▶ _QUOTED PASSAGE_
· · ·
|study of meaning
||[Jun. 1st, 2010|03:15 pm]
Several years ago I delved into a very young yet promising field called "psycholinguistics". This term is very broad, as it is trying to encompass two distinct complex areas of human development: acquisition of language and study of meaning.|
The first area is a blend of child psychology and theoretical linguistics. Primary question is "How do we learn a new language?" So, naturally, scientists started studying how children acquire the first language and how it evolves into a cohesive mode of communication with the world.
The second area is a combination of semantics, perception, communication, and mostly computational linguistics. The easiest way to study such subject matter is to create an artificial language and have subjects interact in it; then study how subjects perceive information that was exchanged during communication and, based on findings, devise computational models that would explain the observations.
· · ·
▶ _RECORD EXCERPTS_

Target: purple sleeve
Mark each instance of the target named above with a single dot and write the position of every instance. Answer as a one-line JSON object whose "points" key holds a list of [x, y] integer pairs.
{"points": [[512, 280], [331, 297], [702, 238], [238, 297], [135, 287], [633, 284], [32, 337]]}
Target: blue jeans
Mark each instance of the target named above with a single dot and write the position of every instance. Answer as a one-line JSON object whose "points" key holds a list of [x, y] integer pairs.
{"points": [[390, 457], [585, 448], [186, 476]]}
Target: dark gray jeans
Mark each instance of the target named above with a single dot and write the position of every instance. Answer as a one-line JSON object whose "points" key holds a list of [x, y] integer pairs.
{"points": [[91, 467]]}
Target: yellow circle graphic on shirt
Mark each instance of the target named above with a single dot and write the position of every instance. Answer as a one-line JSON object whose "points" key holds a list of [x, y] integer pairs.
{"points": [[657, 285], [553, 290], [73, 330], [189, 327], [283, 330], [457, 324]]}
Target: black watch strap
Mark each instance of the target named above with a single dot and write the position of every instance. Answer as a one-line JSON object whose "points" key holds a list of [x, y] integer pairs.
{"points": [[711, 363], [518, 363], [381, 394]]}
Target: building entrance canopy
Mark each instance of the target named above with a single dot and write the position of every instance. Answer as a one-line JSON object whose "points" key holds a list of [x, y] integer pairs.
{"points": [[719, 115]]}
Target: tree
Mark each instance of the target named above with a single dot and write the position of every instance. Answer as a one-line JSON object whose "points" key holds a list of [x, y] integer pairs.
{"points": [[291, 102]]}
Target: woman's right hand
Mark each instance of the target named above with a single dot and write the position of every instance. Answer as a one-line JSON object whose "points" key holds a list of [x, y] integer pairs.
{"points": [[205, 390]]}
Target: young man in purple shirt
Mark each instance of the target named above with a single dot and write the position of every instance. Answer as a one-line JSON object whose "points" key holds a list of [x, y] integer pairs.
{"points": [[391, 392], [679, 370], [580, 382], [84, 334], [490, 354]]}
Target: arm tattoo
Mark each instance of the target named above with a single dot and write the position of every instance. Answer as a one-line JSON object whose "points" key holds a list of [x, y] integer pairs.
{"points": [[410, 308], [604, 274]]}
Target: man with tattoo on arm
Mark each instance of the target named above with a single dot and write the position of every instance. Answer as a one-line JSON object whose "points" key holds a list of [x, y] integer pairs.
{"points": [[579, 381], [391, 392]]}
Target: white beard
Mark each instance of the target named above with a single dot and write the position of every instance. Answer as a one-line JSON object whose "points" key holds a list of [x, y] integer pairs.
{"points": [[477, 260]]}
· · ·
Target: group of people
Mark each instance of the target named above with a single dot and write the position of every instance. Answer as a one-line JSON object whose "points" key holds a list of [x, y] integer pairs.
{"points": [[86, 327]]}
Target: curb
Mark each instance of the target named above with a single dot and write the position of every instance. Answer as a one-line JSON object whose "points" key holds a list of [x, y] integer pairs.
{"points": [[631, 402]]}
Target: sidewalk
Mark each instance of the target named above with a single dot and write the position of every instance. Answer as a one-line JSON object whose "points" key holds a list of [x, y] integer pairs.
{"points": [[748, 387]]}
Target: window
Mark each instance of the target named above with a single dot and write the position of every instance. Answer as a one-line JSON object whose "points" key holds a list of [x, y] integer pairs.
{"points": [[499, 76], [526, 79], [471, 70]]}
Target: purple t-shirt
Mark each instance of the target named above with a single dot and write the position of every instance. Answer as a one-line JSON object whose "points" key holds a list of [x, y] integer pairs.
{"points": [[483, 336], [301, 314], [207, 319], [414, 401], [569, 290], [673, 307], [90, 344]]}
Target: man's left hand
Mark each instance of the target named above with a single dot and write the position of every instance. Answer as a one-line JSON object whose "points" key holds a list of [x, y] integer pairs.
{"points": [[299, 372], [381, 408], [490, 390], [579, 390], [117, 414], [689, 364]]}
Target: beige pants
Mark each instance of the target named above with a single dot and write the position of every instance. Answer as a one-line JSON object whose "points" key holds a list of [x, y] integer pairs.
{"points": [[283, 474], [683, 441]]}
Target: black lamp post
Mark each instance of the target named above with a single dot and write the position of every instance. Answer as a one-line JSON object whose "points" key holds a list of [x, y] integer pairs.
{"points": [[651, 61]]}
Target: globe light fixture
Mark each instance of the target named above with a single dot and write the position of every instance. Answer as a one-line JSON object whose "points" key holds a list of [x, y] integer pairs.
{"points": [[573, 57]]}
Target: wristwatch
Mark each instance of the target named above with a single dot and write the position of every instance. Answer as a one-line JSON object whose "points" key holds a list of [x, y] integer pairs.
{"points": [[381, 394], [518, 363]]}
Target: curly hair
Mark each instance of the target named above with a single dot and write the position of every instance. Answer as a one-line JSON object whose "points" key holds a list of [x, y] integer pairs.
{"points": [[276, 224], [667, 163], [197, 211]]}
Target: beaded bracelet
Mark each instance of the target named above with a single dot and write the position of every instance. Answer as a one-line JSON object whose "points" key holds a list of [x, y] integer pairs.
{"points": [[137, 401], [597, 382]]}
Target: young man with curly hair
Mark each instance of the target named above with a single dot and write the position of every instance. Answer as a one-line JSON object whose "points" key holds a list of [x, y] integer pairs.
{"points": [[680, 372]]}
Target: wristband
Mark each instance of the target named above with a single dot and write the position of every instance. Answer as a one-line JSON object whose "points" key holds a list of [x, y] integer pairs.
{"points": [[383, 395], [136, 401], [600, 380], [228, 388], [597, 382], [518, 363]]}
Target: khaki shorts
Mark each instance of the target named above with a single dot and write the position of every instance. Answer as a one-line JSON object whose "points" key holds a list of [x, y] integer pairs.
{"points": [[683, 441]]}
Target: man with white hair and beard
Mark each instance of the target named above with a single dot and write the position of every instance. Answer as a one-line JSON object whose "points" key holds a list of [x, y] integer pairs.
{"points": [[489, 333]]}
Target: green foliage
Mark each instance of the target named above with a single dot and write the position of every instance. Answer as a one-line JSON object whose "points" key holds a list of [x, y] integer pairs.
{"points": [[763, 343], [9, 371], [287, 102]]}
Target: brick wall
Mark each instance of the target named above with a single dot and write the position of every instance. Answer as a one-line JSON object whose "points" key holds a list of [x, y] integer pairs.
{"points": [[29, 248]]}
· · ·
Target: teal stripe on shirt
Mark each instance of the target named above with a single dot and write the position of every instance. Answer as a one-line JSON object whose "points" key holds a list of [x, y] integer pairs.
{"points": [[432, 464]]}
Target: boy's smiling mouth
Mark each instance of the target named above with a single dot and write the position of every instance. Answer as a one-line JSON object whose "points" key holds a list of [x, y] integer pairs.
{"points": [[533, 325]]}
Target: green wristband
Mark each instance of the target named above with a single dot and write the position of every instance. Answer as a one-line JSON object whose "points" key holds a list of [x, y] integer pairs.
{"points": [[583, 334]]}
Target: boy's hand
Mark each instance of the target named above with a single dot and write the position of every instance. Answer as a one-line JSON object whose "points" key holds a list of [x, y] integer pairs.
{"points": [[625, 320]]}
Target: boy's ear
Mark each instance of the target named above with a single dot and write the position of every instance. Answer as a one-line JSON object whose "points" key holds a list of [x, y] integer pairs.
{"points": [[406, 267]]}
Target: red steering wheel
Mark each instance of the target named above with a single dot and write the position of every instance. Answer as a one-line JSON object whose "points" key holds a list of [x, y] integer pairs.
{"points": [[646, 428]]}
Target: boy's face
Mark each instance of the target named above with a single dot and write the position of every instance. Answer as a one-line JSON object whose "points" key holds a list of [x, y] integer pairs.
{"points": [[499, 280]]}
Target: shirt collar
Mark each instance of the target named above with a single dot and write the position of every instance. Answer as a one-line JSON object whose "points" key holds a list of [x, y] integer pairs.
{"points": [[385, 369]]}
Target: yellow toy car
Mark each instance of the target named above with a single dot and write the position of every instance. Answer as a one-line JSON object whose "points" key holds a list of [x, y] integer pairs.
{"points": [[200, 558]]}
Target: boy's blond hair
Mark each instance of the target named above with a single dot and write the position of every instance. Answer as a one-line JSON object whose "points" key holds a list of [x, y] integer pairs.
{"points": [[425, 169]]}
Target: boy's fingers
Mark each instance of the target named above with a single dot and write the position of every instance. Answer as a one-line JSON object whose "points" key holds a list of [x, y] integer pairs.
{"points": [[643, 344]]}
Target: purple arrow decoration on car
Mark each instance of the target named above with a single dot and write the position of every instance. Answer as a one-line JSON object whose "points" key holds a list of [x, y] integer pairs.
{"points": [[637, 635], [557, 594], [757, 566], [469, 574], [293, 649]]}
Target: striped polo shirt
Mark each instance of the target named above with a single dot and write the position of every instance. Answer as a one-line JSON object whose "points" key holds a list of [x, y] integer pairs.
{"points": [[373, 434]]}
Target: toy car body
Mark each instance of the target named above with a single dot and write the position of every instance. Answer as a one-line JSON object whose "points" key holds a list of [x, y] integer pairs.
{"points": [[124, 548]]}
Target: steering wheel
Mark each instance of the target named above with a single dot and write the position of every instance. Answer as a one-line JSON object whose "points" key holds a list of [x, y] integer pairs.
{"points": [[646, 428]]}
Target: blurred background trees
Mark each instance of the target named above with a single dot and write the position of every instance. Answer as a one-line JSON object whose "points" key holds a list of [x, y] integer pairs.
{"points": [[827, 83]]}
· · ·
▶ _ASSIGNED TASK A_
Transcribe the stretch of the psycholinguistics post above from "The second area" through "explain the observations.".
▶ _ASSIGNED TASK B_
Translate this sentence from the psycholinguistics post into Spanish: "The first area is a blend of child psychology and theoretical linguistics."
▶ _ASSIGNED TASK C_
Take the psycholinguistics post further, starting right after its final sentence.

▶ _TASK RESULT A_
The second area is a combination of semantics, perception, communication, and mostly computational linguistics. The easiest way to study such subject matter is to create an artificial language and have subjects interact in it; then study how subjects perceive information that was exchanged during communication and, based on findings, devise computational models that would explain the observations.

▶ _TASK RESULT B_
La primera área es una mezcla de psicología infantil y lingüística teórica.

▶ _TASK RESULT C_
This field asks the question: "If I talk to my interlocutor, how do I know that he perceived my words exactly as I wanted to convey them to him?" This area of science has a lot of potential, and a myriad of discoveries are being made every year.
As children, unbeknownst to ourselves, we already touch on the study of meaning - when we play a game "broken telephone".
Psycholinguistics is a "social science sister" of neuroscience, which revolves primarily around neurobiology that tries to answer the same questions via physiological and anatomical aspects. Thus, in neuroscience "child psychology" is replaced with "behavioural psychology" et al.
Well, little did I know that Gurjiev has already answered most of the questions in "study of meaning" portion of psycholinguistics. Read P.D.Uspenskiy's "In search of the miraculous" (chapter 4).